- **EXERCISE REQUIREMENTS**
The lines to be set down run from the line containing "hat as (x, y), one per line" through the final line of the data below; print them exactly and print nothing else.

Point localization data
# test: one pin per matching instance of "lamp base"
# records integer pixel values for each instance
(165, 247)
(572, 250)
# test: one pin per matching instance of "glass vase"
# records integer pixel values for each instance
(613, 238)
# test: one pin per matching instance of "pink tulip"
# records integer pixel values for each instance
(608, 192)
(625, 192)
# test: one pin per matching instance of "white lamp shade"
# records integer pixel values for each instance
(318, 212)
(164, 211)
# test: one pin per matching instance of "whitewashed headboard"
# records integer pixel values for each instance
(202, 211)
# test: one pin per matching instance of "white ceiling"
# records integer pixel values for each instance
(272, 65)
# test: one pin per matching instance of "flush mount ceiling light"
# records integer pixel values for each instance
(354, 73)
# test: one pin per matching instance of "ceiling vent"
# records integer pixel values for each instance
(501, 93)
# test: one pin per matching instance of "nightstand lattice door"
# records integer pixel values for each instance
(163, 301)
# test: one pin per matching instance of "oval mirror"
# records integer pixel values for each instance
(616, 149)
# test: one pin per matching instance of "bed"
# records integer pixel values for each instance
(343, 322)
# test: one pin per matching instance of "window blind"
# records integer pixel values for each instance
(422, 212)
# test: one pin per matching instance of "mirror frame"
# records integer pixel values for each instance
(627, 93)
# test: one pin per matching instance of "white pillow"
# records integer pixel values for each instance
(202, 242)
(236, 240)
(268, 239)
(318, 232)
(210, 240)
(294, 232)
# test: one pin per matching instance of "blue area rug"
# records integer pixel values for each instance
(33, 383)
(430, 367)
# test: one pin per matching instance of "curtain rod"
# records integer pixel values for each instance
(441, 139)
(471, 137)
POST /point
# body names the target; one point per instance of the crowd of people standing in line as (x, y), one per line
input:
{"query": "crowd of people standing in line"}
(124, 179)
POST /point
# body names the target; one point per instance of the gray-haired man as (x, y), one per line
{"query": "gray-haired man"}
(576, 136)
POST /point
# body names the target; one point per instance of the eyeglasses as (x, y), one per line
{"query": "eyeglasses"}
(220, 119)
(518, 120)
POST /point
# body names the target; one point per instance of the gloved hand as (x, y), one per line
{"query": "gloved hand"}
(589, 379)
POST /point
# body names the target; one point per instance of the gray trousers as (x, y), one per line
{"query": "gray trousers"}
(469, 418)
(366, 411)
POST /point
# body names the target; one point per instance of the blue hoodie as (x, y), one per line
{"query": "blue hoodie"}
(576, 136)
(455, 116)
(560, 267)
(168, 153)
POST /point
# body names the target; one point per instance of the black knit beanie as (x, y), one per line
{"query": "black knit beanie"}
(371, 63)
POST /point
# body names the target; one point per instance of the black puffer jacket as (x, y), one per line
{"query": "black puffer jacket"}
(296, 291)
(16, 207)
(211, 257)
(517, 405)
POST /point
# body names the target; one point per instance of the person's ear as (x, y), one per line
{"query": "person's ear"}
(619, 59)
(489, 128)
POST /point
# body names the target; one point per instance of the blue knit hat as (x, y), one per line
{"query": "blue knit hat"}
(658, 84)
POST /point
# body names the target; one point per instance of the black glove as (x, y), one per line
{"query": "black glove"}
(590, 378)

- **YOUR RESPONSE**
# body names the target; one point per instance of the blue knit hat as (x, y), one per line
{"query": "blue knit hat"}
(658, 84)
POST /point
# body names the target; one point per instance of the black glove as (x, y), one per line
{"query": "black glove"}
(590, 378)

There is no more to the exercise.